--- TASK MATERIAL Enclosed Below ---

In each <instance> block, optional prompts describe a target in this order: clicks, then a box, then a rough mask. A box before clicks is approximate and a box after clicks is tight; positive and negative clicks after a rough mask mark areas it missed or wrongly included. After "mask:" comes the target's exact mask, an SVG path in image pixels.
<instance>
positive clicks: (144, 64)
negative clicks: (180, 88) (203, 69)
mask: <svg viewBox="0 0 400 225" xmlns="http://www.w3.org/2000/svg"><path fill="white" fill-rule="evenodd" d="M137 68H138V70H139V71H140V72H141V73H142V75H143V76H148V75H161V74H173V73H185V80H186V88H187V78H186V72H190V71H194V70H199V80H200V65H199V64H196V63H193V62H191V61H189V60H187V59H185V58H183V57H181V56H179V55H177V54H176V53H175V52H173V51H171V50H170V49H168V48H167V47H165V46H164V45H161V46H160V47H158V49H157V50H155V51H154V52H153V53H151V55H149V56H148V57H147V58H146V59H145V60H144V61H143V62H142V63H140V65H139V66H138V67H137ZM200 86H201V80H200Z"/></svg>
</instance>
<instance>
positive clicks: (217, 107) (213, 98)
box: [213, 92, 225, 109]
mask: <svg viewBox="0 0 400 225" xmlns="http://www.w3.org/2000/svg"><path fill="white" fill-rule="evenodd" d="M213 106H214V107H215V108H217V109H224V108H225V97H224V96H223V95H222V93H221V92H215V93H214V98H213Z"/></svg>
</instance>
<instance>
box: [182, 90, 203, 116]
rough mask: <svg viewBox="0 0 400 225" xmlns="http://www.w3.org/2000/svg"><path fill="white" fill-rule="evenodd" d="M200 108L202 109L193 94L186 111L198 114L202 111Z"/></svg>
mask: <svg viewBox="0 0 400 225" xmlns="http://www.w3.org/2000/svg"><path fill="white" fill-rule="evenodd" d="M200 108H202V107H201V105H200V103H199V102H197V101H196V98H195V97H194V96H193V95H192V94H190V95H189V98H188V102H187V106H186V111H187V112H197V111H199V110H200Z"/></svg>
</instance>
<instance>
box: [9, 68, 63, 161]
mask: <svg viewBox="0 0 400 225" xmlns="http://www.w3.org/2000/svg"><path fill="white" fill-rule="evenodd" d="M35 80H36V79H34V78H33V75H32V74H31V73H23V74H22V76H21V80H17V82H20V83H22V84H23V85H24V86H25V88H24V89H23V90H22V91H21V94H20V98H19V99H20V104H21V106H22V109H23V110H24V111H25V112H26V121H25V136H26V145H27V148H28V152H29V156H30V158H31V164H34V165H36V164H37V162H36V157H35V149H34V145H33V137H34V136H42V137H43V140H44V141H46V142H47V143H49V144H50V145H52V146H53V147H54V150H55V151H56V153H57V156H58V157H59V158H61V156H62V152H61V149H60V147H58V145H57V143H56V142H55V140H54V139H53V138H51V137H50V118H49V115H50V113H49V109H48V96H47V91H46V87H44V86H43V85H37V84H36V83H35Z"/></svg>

--- End of Enclosed TASK MATERIAL ---

(EXERCISE OBJECTIVE): Swap "clicks" for "points" everywhere in the part that runs from the start of the records through the line containing "negative clicks: (180, 88) (203, 69)", both ends included. Give back only those lines, with nothing else changed.

(WRITTEN REPLY):
In each <instance> block, optional prompts describe a target in this order: points, then a box, then a rough mask. A box before points is approximate and a box after points is tight; positive and negative points after a rough mask mark areas it missed or wrongly included. After "mask:" comes the target's exact mask, an SVG path in image pixels.
<instance>
positive points: (144, 64)
negative points: (180, 88) (203, 69)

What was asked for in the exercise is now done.